*What is being asked:*
The records that follow are to be transcribed word for word.
#### Extracted information
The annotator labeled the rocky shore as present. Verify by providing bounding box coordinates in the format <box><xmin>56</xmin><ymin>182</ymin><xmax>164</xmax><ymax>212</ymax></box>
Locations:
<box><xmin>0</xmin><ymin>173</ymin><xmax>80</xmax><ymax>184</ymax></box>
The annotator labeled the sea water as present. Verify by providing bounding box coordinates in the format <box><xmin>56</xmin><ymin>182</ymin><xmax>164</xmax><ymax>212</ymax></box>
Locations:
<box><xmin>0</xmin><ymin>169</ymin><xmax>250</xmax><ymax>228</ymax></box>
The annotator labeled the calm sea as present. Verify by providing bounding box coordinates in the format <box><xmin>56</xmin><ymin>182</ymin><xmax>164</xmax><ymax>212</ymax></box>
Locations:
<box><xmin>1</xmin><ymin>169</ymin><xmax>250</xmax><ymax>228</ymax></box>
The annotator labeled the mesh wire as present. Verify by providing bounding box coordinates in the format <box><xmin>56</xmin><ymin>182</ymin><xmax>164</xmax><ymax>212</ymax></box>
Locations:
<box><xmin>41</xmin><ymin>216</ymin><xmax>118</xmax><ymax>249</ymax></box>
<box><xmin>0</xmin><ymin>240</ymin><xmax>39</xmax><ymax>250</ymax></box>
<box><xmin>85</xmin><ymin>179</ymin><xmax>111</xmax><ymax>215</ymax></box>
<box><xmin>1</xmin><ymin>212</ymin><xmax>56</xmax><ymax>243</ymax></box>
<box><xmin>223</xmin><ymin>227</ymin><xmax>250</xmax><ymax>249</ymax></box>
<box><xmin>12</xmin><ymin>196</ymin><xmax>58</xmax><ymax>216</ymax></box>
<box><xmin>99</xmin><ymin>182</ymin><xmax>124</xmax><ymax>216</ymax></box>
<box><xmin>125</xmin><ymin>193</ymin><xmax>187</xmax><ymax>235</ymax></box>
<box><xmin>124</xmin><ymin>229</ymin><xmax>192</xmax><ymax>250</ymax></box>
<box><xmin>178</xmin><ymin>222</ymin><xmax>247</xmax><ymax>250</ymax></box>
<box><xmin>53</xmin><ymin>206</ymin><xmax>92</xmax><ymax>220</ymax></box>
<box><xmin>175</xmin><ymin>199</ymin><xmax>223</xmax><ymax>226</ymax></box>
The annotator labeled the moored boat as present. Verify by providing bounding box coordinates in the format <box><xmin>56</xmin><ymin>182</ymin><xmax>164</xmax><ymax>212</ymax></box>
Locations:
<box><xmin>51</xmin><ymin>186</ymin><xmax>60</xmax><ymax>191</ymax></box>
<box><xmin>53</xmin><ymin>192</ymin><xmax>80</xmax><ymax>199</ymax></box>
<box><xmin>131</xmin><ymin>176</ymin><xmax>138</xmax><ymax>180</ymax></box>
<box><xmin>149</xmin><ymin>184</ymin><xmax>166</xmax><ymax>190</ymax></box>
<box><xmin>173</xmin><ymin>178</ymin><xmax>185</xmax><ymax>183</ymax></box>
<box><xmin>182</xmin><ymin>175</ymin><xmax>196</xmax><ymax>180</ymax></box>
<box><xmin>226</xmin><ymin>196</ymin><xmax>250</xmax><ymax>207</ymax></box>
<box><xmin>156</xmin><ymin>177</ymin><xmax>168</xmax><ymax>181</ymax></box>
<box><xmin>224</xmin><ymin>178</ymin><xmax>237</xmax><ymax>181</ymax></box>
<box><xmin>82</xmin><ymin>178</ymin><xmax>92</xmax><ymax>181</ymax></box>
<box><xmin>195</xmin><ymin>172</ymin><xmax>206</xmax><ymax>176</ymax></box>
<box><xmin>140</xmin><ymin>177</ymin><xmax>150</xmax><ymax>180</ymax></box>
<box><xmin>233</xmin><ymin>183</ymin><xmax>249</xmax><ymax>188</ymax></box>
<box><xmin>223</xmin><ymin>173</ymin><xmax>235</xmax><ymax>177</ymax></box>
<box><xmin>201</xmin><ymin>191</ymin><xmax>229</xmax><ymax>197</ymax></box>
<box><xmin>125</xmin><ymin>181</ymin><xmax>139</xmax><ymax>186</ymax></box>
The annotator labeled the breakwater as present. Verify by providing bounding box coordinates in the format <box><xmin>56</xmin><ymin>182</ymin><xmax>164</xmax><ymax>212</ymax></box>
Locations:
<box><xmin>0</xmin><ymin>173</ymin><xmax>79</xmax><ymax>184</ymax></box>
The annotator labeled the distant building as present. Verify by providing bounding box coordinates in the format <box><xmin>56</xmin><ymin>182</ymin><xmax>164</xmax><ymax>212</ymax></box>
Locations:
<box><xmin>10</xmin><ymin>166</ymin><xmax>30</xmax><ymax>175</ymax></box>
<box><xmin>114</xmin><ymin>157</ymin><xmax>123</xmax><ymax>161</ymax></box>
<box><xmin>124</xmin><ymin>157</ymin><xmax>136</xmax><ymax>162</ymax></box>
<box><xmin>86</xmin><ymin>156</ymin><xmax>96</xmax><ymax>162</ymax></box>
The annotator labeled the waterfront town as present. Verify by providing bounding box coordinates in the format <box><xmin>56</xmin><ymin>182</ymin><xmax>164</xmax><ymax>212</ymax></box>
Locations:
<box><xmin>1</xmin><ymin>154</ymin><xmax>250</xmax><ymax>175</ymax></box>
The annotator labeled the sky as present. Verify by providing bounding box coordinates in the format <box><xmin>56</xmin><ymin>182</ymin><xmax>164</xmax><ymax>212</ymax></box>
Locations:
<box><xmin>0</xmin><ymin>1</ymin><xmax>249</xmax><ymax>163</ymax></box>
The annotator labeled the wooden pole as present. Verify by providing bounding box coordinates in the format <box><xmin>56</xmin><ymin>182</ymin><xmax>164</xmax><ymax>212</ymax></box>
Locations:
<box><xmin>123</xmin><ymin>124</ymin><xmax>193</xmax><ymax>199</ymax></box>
########
*Answer area:*
The annotator labeled the rocky shore as present. Verify by providing bounding box coordinates in the format <box><xmin>56</xmin><ymin>182</ymin><xmax>164</xmax><ymax>212</ymax></box>
Locations:
<box><xmin>0</xmin><ymin>173</ymin><xmax>80</xmax><ymax>184</ymax></box>
The annotator labeled the sea water as present. Verify by providing bounding box coordinates in the format <box><xmin>56</xmin><ymin>182</ymin><xmax>164</xmax><ymax>212</ymax></box>
Locations:
<box><xmin>0</xmin><ymin>169</ymin><xmax>250</xmax><ymax>228</ymax></box>
The annotator labeled the calm sea as present. Verify by providing bounding box coordinates in the format <box><xmin>56</xmin><ymin>182</ymin><xmax>164</xmax><ymax>212</ymax></box>
Locations:
<box><xmin>1</xmin><ymin>169</ymin><xmax>250</xmax><ymax>228</ymax></box>
The annotator labeled the mesh wire as present. Verify by providing bounding box coordinates in the format <box><xmin>56</xmin><ymin>182</ymin><xmax>164</xmax><ymax>212</ymax></box>
Locations:
<box><xmin>41</xmin><ymin>216</ymin><xmax>118</xmax><ymax>249</ymax></box>
<box><xmin>0</xmin><ymin>240</ymin><xmax>39</xmax><ymax>250</ymax></box>
<box><xmin>85</xmin><ymin>179</ymin><xmax>111</xmax><ymax>215</ymax></box>
<box><xmin>1</xmin><ymin>212</ymin><xmax>56</xmax><ymax>243</ymax></box>
<box><xmin>223</xmin><ymin>227</ymin><xmax>250</xmax><ymax>249</ymax></box>
<box><xmin>12</xmin><ymin>196</ymin><xmax>58</xmax><ymax>216</ymax></box>
<box><xmin>99</xmin><ymin>182</ymin><xmax>124</xmax><ymax>216</ymax></box>
<box><xmin>125</xmin><ymin>193</ymin><xmax>187</xmax><ymax>235</ymax></box>
<box><xmin>124</xmin><ymin>229</ymin><xmax>192</xmax><ymax>250</ymax></box>
<box><xmin>178</xmin><ymin>222</ymin><xmax>247</xmax><ymax>250</ymax></box>
<box><xmin>53</xmin><ymin>206</ymin><xmax>92</xmax><ymax>220</ymax></box>
<box><xmin>175</xmin><ymin>199</ymin><xmax>223</xmax><ymax>226</ymax></box>
The annotator labeled the moored boat as present. Verify by providing bounding box coordinates in the format <box><xmin>56</xmin><ymin>182</ymin><xmax>164</xmax><ymax>212</ymax></box>
Locations:
<box><xmin>51</xmin><ymin>186</ymin><xmax>60</xmax><ymax>191</ymax></box>
<box><xmin>53</xmin><ymin>192</ymin><xmax>80</xmax><ymax>199</ymax></box>
<box><xmin>131</xmin><ymin>176</ymin><xmax>138</xmax><ymax>180</ymax></box>
<box><xmin>149</xmin><ymin>184</ymin><xmax>166</xmax><ymax>190</ymax></box>
<box><xmin>173</xmin><ymin>178</ymin><xmax>185</xmax><ymax>183</ymax></box>
<box><xmin>182</xmin><ymin>175</ymin><xmax>196</xmax><ymax>180</ymax></box>
<box><xmin>226</xmin><ymin>196</ymin><xmax>250</xmax><ymax>207</ymax></box>
<box><xmin>156</xmin><ymin>177</ymin><xmax>168</xmax><ymax>181</ymax></box>
<box><xmin>224</xmin><ymin>178</ymin><xmax>237</xmax><ymax>181</ymax></box>
<box><xmin>82</xmin><ymin>178</ymin><xmax>92</xmax><ymax>181</ymax></box>
<box><xmin>195</xmin><ymin>172</ymin><xmax>206</xmax><ymax>176</ymax></box>
<box><xmin>140</xmin><ymin>177</ymin><xmax>150</xmax><ymax>180</ymax></box>
<box><xmin>233</xmin><ymin>183</ymin><xmax>249</xmax><ymax>188</ymax></box>
<box><xmin>223</xmin><ymin>173</ymin><xmax>235</xmax><ymax>177</ymax></box>
<box><xmin>201</xmin><ymin>191</ymin><xmax>229</xmax><ymax>197</ymax></box>
<box><xmin>125</xmin><ymin>181</ymin><xmax>139</xmax><ymax>186</ymax></box>
The annotator labeled the breakwater as present. Verify by providing bounding box coordinates in the format <box><xmin>56</xmin><ymin>182</ymin><xmax>164</xmax><ymax>212</ymax></box>
Locations:
<box><xmin>0</xmin><ymin>173</ymin><xmax>79</xmax><ymax>184</ymax></box>
The annotator labeled the distant building as present. Verify by providing bounding box coordinates in the format <box><xmin>56</xmin><ymin>182</ymin><xmax>164</xmax><ymax>212</ymax></box>
Locations:
<box><xmin>10</xmin><ymin>166</ymin><xmax>30</xmax><ymax>175</ymax></box>
<box><xmin>114</xmin><ymin>157</ymin><xmax>123</xmax><ymax>161</ymax></box>
<box><xmin>124</xmin><ymin>157</ymin><xmax>136</xmax><ymax>162</ymax></box>
<box><xmin>86</xmin><ymin>156</ymin><xmax>96</xmax><ymax>162</ymax></box>
The annotator labeled the waterfront town as present. Verify by providing bounding box coordinates in the format <box><xmin>56</xmin><ymin>182</ymin><xmax>164</xmax><ymax>212</ymax></box>
Locations:
<box><xmin>1</xmin><ymin>154</ymin><xmax>250</xmax><ymax>175</ymax></box>
The annotator labeled the sky as present. Verify by providing bounding box coordinates in the format <box><xmin>56</xmin><ymin>182</ymin><xmax>164</xmax><ymax>212</ymax></box>
Locations:
<box><xmin>0</xmin><ymin>1</ymin><xmax>249</xmax><ymax>163</ymax></box>
The annotator labeled the wooden pole as present. Verify by providing bounding box coordinates in the format <box><xmin>56</xmin><ymin>182</ymin><xmax>164</xmax><ymax>212</ymax></box>
Locations:
<box><xmin>123</xmin><ymin>124</ymin><xmax>193</xmax><ymax>199</ymax></box>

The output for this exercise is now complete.